- Exercise brief: Please copy every line of the material below word for word.

* Start Material supplied *

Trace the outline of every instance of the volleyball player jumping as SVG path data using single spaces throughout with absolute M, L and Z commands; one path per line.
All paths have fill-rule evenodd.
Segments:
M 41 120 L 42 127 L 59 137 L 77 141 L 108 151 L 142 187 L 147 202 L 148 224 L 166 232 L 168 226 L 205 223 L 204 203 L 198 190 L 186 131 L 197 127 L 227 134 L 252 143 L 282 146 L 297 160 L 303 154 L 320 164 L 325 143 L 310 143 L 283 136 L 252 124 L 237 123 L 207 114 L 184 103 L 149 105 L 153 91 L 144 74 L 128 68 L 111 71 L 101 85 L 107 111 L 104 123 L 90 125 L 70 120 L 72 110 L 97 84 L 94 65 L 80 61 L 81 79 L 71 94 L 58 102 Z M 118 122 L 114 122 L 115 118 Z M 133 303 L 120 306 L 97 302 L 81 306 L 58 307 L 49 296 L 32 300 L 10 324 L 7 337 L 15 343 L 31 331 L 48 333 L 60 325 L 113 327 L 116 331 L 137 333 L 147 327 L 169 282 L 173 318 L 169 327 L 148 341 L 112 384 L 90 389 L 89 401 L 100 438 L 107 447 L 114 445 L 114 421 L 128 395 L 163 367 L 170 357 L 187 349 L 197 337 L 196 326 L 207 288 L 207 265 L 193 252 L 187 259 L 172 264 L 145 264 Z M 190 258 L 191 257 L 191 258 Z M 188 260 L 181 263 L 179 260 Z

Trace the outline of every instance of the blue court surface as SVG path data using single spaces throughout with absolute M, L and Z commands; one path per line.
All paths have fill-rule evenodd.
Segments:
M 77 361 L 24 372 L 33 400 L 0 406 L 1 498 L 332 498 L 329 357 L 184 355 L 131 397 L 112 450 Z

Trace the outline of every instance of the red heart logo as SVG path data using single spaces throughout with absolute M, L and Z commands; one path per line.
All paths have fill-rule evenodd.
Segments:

* End Material supplied *

- Task output:
Trace the outline of every instance of the volleyball player jumping as SVG path data using single spaces throughout with absolute M, L and Z commands; one path per line.
All paths have fill-rule evenodd.
Segments:
M 41 120 L 42 127 L 59 137 L 77 141 L 108 151 L 142 187 L 147 202 L 148 224 L 166 232 L 168 226 L 205 223 L 204 203 L 198 190 L 186 131 L 197 127 L 227 134 L 252 143 L 282 146 L 297 160 L 303 154 L 320 164 L 325 143 L 310 143 L 283 136 L 252 124 L 237 123 L 207 114 L 184 103 L 149 105 L 153 91 L 144 74 L 128 68 L 111 71 L 101 85 L 107 111 L 104 123 L 90 125 L 70 120 L 72 110 L 97 84 L 94 65 L 80 61 L 81 79 L 71 94 L 58 102 Z M 118 122 L 114 122 L 115 118 Z M 133 303 L 120 306 L 97 302 L 81 306 L 58 307 L 49 296 L 32 300 L 10 324 L 7 337 L 15 343 L 31 331 L 48 333 L 60 325 L 113 327 L 116 331 L 137 333 L 147 327 L 169 282 L 173 318 L 169 327 L 148 341 L 112 384 L 90 389 L 89 401 L 100 438 L 107 447 L 114 445 L 114 421 L 128 395 L 163 367 L 170 357 L 187 349 L 197 337 L 196 326 L 207 288 L 207 265 L 193 252 L 187 259 L 172 264 L 145 264 Z M 190 258 L 191 257 L 191 258 Z M 188 260 L 181 263 L 179 260 Z

Trace the outline of every instance of the blue court surface as SVG path data using single spaces throughout with absolute M, L and Z commands; one path per line.
All paths have fill-rule evenodd.
Segments:
M 77 361 L 24 372 L 33 400 L 0 406 L 1 498 L 332 498 L 329 357 L 184 355 L 131 397 L 112 450 Z

Trace the outline of every instance of the red heart logo as SVG path data using single spaces throughout with absolute M, L and Z commands; one path per line.
All paths have fill-rule evenodd.
Segments:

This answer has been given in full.